• SHORT EXERCISE:
Please filter the rows below, copying every line that contains the word "hawk". Matching is case-sensitive.

++++++++

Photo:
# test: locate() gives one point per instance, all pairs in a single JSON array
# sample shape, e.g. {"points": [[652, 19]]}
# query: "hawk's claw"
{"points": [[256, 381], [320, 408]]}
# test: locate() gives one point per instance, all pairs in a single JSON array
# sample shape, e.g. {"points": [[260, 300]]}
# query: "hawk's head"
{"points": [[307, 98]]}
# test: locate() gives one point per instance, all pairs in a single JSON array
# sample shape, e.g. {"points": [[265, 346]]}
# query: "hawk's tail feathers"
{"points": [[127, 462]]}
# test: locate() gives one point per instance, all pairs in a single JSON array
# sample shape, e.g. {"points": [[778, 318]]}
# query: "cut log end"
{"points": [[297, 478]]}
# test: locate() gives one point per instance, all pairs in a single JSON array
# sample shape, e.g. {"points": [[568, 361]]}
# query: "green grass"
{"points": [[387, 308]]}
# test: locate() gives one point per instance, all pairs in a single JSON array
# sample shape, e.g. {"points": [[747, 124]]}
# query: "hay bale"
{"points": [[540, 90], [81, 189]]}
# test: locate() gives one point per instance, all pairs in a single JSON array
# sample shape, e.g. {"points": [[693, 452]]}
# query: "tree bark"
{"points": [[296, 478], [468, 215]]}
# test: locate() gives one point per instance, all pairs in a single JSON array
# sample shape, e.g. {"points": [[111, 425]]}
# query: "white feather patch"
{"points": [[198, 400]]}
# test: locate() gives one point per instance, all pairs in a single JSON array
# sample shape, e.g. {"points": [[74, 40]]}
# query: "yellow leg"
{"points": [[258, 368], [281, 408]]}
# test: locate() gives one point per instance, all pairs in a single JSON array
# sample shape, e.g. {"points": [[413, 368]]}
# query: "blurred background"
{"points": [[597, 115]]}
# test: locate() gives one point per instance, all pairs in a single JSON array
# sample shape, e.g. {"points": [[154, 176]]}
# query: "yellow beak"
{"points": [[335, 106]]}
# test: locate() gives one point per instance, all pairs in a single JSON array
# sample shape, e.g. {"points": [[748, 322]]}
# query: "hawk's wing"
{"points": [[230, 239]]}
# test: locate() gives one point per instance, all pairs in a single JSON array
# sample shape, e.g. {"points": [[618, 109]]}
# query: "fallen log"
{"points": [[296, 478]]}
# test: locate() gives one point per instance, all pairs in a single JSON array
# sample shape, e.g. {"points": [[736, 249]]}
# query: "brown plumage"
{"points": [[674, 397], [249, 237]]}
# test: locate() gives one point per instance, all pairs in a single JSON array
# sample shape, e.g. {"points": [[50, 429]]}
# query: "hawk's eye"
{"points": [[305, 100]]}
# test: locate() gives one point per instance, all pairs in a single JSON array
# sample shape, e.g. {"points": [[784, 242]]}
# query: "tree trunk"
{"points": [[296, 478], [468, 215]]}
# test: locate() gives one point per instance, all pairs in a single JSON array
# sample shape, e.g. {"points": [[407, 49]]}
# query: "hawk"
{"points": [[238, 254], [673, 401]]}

++++++++

• ANSWER TO THIS TASK:
# query: "hawk's claw"
# query: "hawk's head"
# query: "hawk's tail feathers"
# query: "hawk's wing"
# query: "hawk's eye"
# query: "hawk"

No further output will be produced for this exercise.